## Begin DATASET ROWS

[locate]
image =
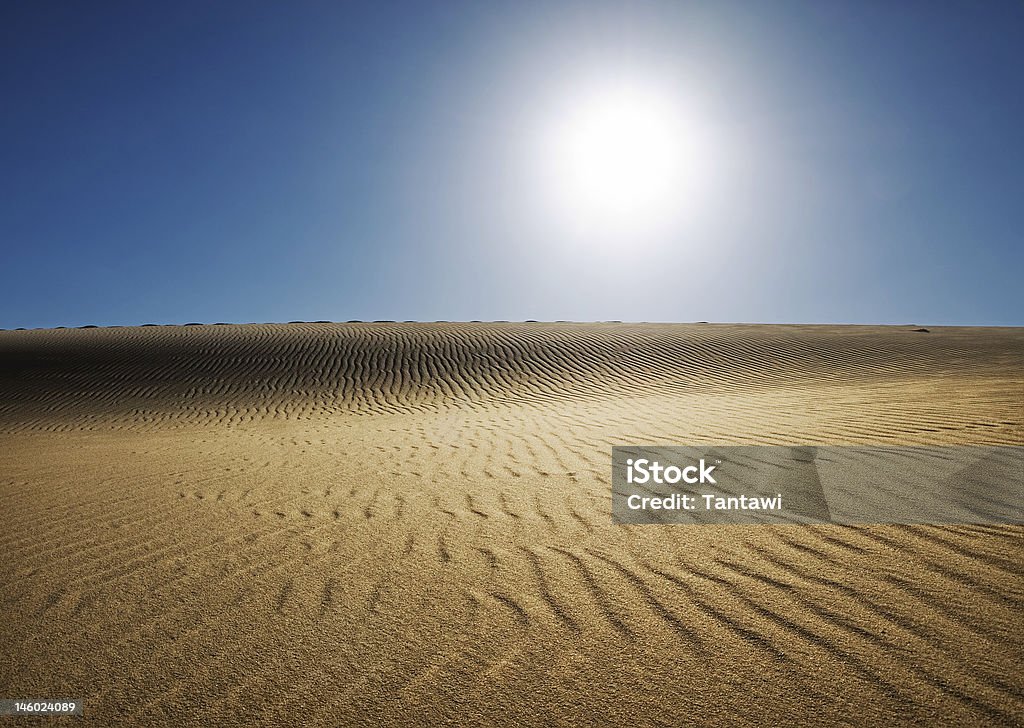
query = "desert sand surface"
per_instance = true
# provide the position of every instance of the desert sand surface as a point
(410, 524)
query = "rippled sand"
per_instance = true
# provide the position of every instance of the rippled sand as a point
(409, 523)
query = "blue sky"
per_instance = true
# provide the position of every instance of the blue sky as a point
(255, 162)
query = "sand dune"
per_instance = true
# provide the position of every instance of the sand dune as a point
(409, 523)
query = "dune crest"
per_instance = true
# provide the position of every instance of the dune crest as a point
(395, 523)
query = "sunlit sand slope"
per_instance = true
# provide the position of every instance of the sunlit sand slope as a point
(388, 523)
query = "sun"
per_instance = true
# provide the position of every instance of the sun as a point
(615, 161)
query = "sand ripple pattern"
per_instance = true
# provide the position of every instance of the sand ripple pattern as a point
(402, 524)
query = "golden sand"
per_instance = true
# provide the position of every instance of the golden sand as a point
(409, 523)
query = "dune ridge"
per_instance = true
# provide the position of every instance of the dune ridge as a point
(406, 523)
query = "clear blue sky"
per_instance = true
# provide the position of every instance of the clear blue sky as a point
(259, 162)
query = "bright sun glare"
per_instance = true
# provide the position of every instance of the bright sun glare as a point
(619, 162)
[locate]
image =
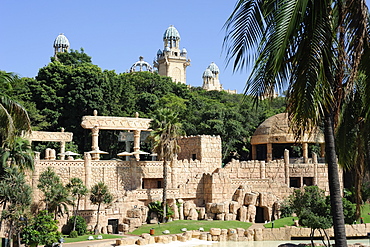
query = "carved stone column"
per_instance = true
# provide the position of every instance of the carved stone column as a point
(322, 150)
(262, 169)
(254, 152)
(87, 163)
(95, 141)
(269, 152)
(137, 143)
(62, 147)
(286, 166)
(314, 160)
(305, 152)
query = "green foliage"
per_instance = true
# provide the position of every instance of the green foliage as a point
(175, 226)
(73, 234)
(41, 229)
(157, 208)
(80, 223)
(56, 196)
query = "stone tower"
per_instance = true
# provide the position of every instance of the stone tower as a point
(210, 78)
(61, 44)
(172, 61)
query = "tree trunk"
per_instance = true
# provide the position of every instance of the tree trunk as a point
(164, 202)
(97, 230)
(334, 184)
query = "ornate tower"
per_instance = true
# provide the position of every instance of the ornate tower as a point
(61, 44)
(172, 61)
(210, 78)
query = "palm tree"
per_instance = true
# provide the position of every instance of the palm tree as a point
(13, 117)
(100, 194)
(78, 190)
(354, 134)
(310, 47)
(166, 130)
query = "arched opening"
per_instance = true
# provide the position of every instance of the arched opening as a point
(260, 215)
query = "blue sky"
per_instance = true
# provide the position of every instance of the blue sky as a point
(115, 33)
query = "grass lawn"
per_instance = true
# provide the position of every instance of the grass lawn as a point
(176, 226)
(287, 221)
(84, 238)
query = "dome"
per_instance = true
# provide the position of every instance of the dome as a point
(141, 64)
(214, 68)
(207, 73)
(171, 33)
(184, 51)
(61, 41)
(276, 129)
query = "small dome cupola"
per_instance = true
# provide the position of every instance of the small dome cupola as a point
(207, 73)
(214, 68)
(142, 65)
(61, 44)
(171, 37)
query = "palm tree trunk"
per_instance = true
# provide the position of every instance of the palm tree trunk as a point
(75, 213)
(334, 185)
(97, 230)
(164, 202)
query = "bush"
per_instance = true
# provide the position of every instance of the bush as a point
(73, 234)
(80, 225)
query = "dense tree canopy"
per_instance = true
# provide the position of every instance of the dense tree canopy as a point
(71, 87)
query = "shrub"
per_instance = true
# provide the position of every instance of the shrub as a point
(80, 225)
(73, 234)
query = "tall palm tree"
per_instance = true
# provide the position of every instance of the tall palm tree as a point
(313, 48)
(354, 134)
(13, 117)
(78, 190)
(100, 194)
(166, 131)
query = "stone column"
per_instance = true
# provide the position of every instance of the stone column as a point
(137, 143)
(62, 150)
(286, 166)
(322, 150)
(262, 169)
(314, 160)
(269, 152)
(254, 152)
(181, 202)
(95, 142)
(305, 152)
(87, 163)
(35, 177)
(128, 146)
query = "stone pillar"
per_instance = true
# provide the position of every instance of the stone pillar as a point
(62, 147)
(128, 146)
(95, 142)
(181, 202)
(269, 152)
(322, 150)
(262, 169)
(254, 152)
(47, 153)
(62, 150)
(87, 163)
(286, 166)
(52, 155)
(314, 160)
(305, 152)
(137, 143)
(35, 177)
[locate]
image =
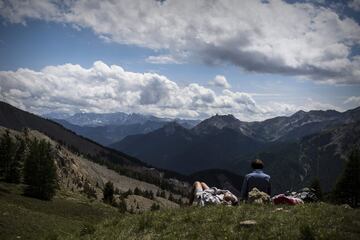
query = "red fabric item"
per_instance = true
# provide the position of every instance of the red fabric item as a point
(282, 199)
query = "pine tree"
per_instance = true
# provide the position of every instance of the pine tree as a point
(7, 152)
(137, 191)
(155, 207)
(40, 170)
(347, 189)
(171, 197)
(315, 184)
(122, 205)
(108, 192)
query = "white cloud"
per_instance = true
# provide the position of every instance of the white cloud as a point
(162, 59)
(70, 88)
(220, 81)
(354, 4)
(299, 39)
(354, 100)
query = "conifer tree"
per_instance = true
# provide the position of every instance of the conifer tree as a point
(347, 189)
(315, 184)
(40, 171)
(122, 205)
(7, 152)
(108, 192)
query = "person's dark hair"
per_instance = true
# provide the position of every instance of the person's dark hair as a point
(257, 164)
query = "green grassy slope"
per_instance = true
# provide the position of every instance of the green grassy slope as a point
(313, 221)
(75, 217)
(28, 218)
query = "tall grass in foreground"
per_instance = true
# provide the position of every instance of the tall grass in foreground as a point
(310, 221)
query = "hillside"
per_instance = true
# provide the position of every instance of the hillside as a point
(77, 174)
(312, 221)
(73, 216)
(13, 118)
(28, 218)
(309, 145)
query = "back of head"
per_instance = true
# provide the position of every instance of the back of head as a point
(257, 164)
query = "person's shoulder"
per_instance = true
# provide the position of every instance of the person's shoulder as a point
(266, 175)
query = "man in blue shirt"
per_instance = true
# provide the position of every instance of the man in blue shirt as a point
(257, 179)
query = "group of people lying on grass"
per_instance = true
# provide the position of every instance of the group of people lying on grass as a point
(256, 185)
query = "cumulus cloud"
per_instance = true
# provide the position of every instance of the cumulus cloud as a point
(162, 59)
(71, 88)
(220, 81)
(354, 100)
(354, 4)
(300, 39)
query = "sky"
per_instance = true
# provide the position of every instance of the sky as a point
(180, 59)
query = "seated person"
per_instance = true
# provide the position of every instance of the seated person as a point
(203, 195)
(257, 179)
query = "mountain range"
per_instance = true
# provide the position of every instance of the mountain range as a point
(296, 149)
(117, 164)
(108, 128)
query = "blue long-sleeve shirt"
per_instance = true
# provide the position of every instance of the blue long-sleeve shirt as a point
(257, 179)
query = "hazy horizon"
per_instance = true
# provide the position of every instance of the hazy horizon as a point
(180, 59)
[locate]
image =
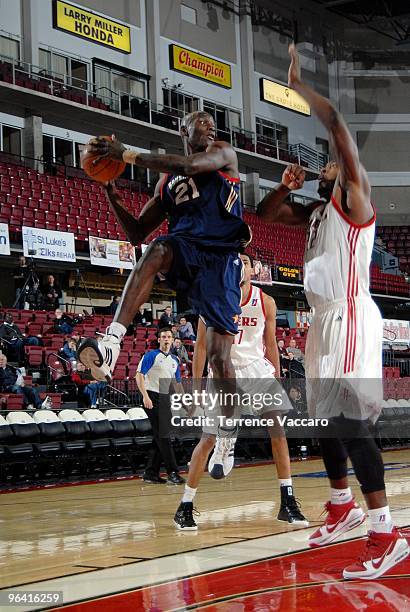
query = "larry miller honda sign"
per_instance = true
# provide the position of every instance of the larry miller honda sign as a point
(48, 244)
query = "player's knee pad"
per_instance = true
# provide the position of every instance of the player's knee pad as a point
(367, 463)
(334, 457)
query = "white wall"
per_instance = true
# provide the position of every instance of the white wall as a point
(73, 45)
(10, 19)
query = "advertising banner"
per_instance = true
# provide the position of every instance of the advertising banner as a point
(48, 244)
(4, 239)
(262, 273)
(278, 94)
(289, 274)
(200, 66)
(91, 26)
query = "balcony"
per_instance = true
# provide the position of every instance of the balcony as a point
(254, 151)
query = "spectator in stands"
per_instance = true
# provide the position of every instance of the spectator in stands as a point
(69, 350)
(293, 368)
(297, 353)
(63, 324)
(14, 339)
(20, 278)
(143, 317)
(175, 331)
(114, 304)
(92, 389)
(51, 294)
(180, 351)
(155, 370)
(167, 319)
(186, 331)
(12, 381)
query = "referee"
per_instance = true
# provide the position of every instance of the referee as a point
(154, 367)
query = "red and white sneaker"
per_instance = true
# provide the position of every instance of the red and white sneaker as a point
(340, 519)
(100, 356)
(382, 552)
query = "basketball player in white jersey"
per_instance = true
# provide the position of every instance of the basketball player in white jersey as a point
(344, 346)
(254, 355)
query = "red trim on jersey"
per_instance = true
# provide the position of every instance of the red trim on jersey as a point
(248, 298)
(352, 292)
(262, 302)
(270, 363)
(164, 180)
(233, 179)
(348, 220)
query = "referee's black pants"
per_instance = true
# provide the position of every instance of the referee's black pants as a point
(161, 448)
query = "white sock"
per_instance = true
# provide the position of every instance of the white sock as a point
(189, 494)
(117, 329)
(341, 496)
(285, 482)
(380, 520)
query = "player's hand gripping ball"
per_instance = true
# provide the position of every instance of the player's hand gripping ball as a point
(101, 159)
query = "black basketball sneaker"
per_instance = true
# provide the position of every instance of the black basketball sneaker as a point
(184, 519)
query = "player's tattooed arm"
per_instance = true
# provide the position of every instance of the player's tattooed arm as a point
(275, 206)
(137, 229)
(199, 358)
(269, 334)
(353, 177)
(218, 156)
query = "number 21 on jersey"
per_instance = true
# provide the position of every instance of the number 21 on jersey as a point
(187, 190)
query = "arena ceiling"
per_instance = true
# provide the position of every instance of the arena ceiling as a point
(388, 17)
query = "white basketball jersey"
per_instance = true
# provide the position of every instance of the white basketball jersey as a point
(248, 343)
(337, 256)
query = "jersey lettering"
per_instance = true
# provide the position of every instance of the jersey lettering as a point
(182, 191)
(248, 321)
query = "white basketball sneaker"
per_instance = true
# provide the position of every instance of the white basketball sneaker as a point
(340, 518)
(100, 356)
(382, 551)
(222, 459)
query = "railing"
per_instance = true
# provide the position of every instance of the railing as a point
(76, 90)
(62, 170)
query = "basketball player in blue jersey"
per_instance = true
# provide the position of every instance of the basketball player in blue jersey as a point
(199, 196)
(255, 357)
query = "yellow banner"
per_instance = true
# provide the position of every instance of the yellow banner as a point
(91, 26)
(200, 66)
(283, 96)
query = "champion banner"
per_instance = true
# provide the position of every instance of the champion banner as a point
(48, 244)
(4, 239)
(111, 253)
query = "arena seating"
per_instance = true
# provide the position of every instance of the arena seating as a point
(57, 202)
(397, 241)
(54, 445)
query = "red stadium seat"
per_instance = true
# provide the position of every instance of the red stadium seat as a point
(34, 355)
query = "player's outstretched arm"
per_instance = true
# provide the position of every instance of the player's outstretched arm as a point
(218, 156)
(275, 209)
(269, 334)
(353, 177)
(137, 229)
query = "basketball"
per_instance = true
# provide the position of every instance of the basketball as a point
(105, 169)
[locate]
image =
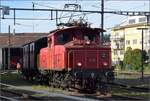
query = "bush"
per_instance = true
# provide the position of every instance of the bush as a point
(132, 59)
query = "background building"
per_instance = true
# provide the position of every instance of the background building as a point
(126, 35)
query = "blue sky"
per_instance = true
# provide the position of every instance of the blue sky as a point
(45, 26)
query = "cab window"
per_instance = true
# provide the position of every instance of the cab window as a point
(62, 39)
(90, 37)
(104, 55)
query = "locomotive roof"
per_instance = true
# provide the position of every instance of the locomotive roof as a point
(76, 28)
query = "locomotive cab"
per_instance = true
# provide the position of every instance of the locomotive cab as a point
(77, 52)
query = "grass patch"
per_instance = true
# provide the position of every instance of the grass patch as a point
(14, 78)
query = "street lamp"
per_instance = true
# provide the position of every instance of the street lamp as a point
(142, 60)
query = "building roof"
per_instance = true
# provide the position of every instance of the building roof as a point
(19, 39)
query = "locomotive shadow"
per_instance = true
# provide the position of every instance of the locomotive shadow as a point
(16, 79)
(138, 81)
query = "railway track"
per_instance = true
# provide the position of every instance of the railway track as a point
(10, 95)
(128, 87)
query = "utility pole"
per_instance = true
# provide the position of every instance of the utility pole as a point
(102, 18)
(142, 60)
(8, 66)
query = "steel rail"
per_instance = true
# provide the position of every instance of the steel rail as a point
(7, 98)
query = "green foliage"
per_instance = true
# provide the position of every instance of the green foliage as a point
(106, 37)
(132, 59)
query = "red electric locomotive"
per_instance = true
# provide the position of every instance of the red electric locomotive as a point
(69, 57)
(76, 57)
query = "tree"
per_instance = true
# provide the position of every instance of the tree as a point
(127, 58)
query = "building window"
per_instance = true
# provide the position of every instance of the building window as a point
(135, 41)
(128, 42)
(132, 21)
(143, 19)
(115, 52)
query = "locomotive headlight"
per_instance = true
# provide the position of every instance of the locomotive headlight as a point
(87, 42)
(105, 64)
(79, 64)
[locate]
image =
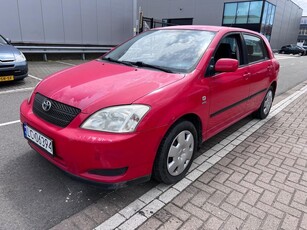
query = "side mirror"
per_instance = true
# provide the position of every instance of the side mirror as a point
(226, 65)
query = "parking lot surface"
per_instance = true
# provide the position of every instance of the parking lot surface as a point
(260, 183)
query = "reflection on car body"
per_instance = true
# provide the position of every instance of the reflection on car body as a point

## End DATASET ROWS

TASK BRIEF: Count the lines of the items above that contain the word "hazy" and give only the number.

SOLVED PROBLEM: 2